STATED EXERCISE: Pick out and copy each line below that contains the string "trunk", matching case exactly.

INFORMATION GIVEN:
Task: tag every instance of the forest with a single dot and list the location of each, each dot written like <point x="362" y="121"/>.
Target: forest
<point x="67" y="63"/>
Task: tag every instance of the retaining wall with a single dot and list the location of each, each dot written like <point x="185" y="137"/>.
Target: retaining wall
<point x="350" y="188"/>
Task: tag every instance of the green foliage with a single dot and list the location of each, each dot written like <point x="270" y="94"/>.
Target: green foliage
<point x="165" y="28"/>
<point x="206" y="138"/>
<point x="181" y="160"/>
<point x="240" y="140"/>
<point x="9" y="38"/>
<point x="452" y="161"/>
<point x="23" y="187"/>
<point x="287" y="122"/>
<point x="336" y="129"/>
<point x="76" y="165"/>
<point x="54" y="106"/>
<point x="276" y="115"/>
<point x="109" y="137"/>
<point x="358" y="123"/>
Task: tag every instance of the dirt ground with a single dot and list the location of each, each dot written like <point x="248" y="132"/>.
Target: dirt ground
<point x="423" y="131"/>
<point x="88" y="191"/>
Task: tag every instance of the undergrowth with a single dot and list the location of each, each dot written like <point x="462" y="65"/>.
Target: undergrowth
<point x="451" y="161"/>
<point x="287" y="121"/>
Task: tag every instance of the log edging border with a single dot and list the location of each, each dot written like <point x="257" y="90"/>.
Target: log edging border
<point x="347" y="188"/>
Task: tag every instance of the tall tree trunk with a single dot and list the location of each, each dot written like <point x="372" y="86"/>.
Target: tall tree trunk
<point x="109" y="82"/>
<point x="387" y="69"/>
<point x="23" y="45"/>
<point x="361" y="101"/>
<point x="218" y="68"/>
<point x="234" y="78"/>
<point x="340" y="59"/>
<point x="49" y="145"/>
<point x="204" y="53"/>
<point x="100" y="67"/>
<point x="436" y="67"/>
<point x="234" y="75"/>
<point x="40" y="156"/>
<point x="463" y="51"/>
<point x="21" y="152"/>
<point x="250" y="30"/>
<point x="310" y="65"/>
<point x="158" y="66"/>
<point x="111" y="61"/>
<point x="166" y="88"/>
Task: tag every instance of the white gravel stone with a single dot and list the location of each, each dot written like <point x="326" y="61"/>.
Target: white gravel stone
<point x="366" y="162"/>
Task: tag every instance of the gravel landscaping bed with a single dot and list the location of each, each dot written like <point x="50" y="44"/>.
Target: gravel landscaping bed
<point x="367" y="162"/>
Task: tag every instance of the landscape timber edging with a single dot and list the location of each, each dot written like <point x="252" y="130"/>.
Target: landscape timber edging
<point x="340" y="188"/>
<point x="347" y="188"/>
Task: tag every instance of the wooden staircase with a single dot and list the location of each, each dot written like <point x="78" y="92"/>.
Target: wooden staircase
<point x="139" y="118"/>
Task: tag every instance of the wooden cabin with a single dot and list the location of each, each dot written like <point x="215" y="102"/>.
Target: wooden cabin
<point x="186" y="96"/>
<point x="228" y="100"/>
==
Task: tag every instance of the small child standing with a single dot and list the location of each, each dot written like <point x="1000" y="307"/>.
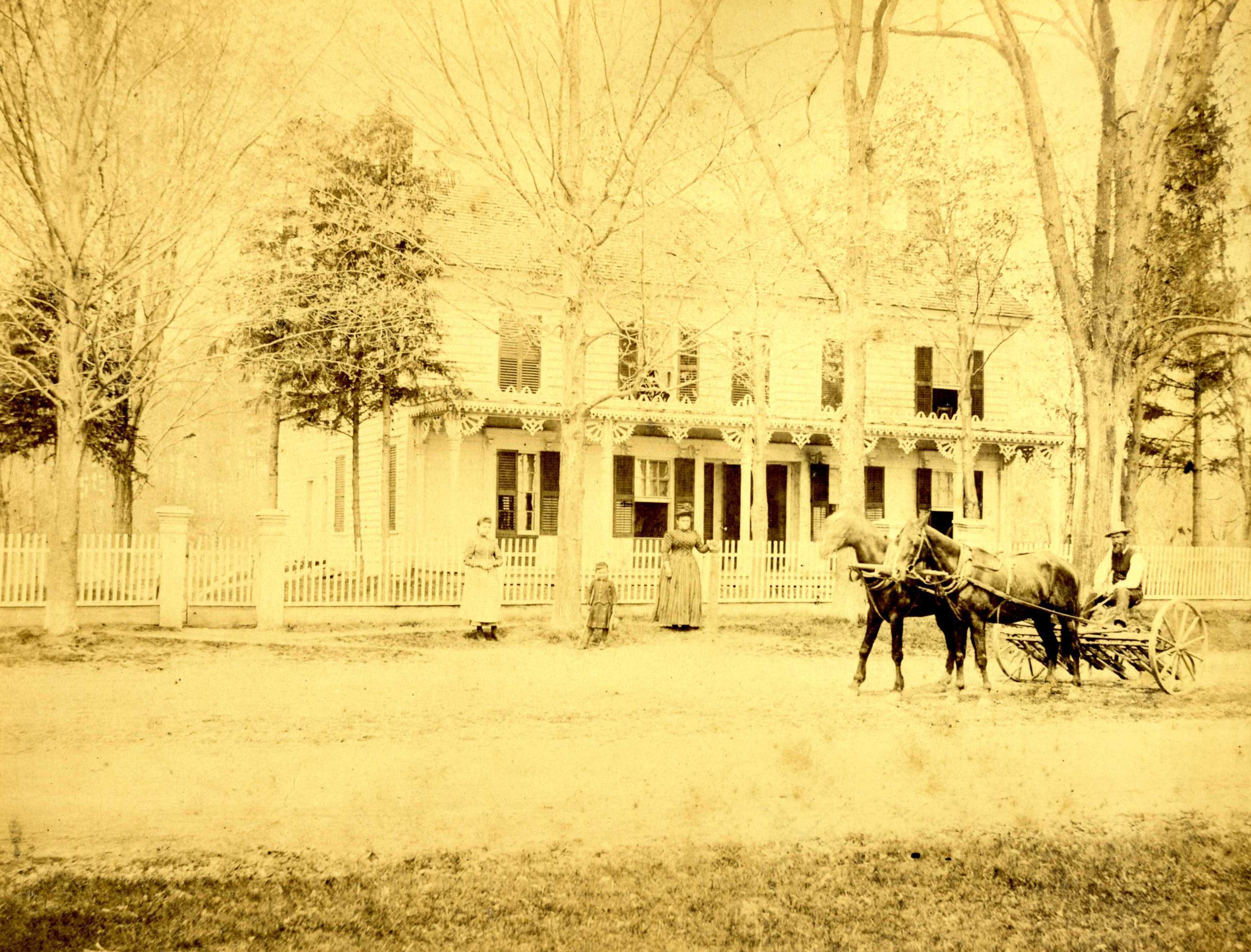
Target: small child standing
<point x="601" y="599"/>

TASK ANSWER:
Task: tag every instance of the tall tree trunk with a single dot and list the location of each, each dot written like <point x="372" y="86"/>.
Target: tall tree trunk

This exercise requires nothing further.